Assignment: Reproduce the records below in full and without edits, omitting images.

___ Input records

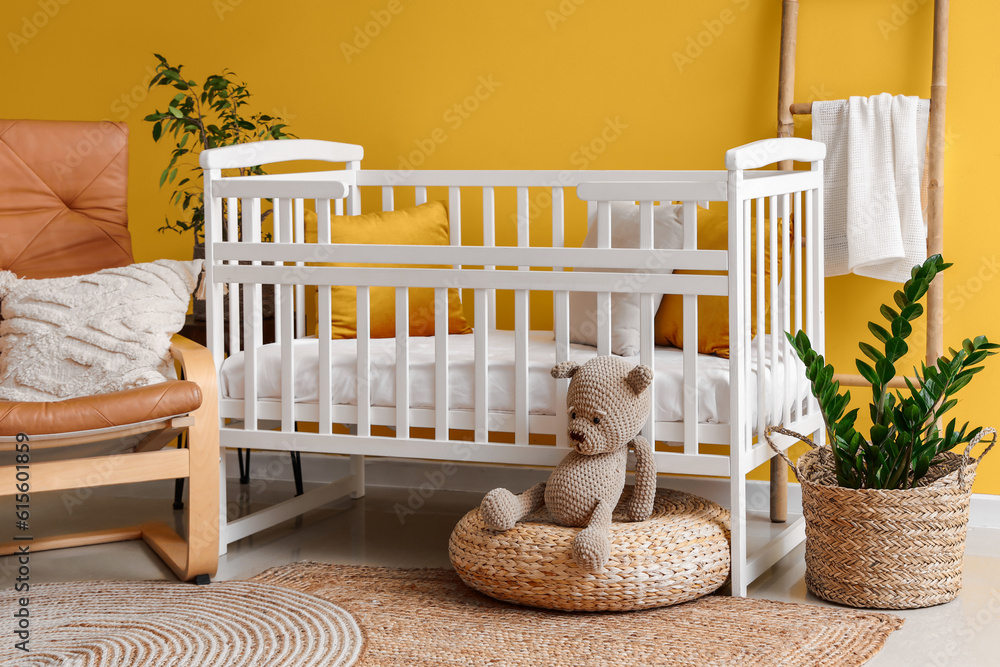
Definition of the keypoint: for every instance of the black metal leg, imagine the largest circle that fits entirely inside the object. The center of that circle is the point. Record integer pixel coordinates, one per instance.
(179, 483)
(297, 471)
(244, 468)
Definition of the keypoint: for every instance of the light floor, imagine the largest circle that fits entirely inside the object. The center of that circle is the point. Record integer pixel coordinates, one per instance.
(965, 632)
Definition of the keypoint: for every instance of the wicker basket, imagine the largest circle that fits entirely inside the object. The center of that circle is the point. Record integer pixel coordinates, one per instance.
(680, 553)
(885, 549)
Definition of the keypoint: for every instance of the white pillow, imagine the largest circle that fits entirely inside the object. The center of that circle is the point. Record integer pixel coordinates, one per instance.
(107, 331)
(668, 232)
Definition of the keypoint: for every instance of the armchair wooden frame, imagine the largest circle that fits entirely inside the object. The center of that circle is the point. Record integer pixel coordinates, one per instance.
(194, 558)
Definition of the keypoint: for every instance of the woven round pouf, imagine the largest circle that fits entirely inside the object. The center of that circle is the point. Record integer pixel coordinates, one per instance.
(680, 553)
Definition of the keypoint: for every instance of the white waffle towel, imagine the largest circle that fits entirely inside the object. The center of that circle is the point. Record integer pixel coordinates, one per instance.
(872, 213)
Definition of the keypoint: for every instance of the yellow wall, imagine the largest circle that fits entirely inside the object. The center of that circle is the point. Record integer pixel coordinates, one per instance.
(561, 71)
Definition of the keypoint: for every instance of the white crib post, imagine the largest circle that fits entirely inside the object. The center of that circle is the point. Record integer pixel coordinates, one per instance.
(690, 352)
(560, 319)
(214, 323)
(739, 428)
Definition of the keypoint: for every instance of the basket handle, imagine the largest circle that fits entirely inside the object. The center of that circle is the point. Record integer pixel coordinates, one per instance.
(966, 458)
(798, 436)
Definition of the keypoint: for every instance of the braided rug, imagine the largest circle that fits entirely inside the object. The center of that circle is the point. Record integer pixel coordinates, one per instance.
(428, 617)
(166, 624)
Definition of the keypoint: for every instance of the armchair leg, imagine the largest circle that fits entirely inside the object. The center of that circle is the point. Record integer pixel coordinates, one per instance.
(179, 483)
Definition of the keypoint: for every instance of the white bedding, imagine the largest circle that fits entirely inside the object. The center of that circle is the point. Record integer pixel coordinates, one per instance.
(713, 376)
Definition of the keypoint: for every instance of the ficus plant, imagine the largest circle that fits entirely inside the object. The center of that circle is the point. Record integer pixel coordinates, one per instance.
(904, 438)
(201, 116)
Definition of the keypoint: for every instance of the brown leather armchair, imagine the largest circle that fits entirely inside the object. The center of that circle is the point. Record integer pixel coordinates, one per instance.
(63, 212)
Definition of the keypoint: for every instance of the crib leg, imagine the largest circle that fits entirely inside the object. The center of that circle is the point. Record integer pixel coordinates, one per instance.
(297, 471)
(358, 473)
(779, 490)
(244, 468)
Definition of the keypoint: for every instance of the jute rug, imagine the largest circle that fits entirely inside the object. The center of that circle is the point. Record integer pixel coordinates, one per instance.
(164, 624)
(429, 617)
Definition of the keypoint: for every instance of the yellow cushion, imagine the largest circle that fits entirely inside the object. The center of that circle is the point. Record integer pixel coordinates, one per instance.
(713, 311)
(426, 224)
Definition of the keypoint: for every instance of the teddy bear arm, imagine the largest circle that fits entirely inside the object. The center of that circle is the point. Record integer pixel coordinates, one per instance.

______

Completed task:
Definition of the keypoint: for every instance of the black metal leg, imagine the largest circle that fits entirely inside the object. The center of that circle is the point. Record integer pixel coordinates, one per instance.
(179, 483)
(297, 471)
(244, 468)
Definition of the keypoint: for every instance of the light floor, imagine the largest circle that fits entirely inside the object. The center of that circle is the point. Record integer pixel coordinates, one per instance.
(965, 632)
Definition of the keypoint: for every instance of the wicker basket, imagine the largest circle that fits entirely inside the object. The center of that circle is the point. Record integer pixel coordinates, one per instance.
(680, 553)
(885, 549)
Definition of the keypoint: for every instance of the white pillow, imagine the largest circle that fits entirely inside the object. The center of that circle is the point. Record integer pixel coordinates, one per instance.
(107, 331)
(668, 232)
Definition of the keypoint: for every instance of the armchair wooden frame, imagine the largest circle that fits entirely inside the object. The center of that circle is the point. Record integer pixel coordinates, one per instance.
(194, 558)
Definition of the keypoint: for every instance of the woven round pouf, imagine the largest circle that fits entirely inside the object. The center of that circle is the point. Record integer pixel coordinates, one per instance.
(680, 553)
Definition of the keypoint: for every instance of the white waffle towel, imagine the largest circle that fits entirely inside the object. The center of that circle is the point. Record integer pixel coordinates, one per instance.
(872, 213)
Definition of the keypoint: for every instance of the yellow wall, imagine the largest circle that fits entirely inside the object. The center of that circle is the point. Record integer pixel coordinates, one per instance.
(561, 71)
Definition of the keypoint: for every instance of the white crib post, imagine the largest circle that fits entirely inside the object. The center of that circle is the point. Record integer pixel coordinates, one per instance.
(690, 352)
(560, 319)
(214, 323)
(739, 428)
Definition of the keypoint: for every instance of the basket handle, imagine the largest circle that fits entirely inside the object. The center of that circle is the point. Record integer pixel coordinates, one per instance.
(966, 458)
(798, 436)
Definition of the keypoint: for every instance of the braided rug, imagine the largest circle that fits entirely inside the object. The center of that circle is the point. Record integer pixel coordinates, one per instance.
(428, 617)
(166, 624)
Definition of the keypoint: for every instance of the armchair leg, imagine the largest circle that fits entirely inside the object. The center of that circle is the point. Record integer pixel coordinates, one per instance.
(179, 483)
Definition of the keypoint: for every instance of the white bedding, imagine the largest circle that fits entirely inside the object. The center of that circle is the point. Record integer pixel coordinates, one per instance.
(713, 376)
Definition of the keypoint: for every instance of the ficus plant, imagine the largest circle that fits entirely inside the object. The center of that circle is the point. Record integer pixel coordinates, one per instance.
(904, 438)
(201, 116)
Definition of the keypoint: for every instance of the brown leather armchair, imagine the largest circle that fits entirely inside the object. The center of that circle is the point. Record integer pixel coordinates, one per instance.
(63, 212)
Definition of the keypoint: for every instance of the crib leg, imagine the largest circle that fits entirely inside the object. The center of that circle is the point. Record integer pixel coordinates, one per instance.
(297, 471)
(358, 473)
(779, 490)
(244, 468)
Definition of the keypoint: for every instance of the jute rug, imagine the largest circle that fits entirely inside the object. The center of that circle is the point. Record integer pixel coordinates, one per instance.
(164, 624)
(429, 617)
Definition of the keypoint: for every instance of the yellow cushion, imagine the largest circle that fits entirely inside the object. The center of that circle is the point. Record integer pixel coordinates, one per instance.
(713, 311)
(426, 224)
Definition of the keypoint: for every instance of the teddy bear arm, imagine the largest circle that fits entirely inside the object. The center of that circle is the point. Record integer pixel coordinates, one per instance.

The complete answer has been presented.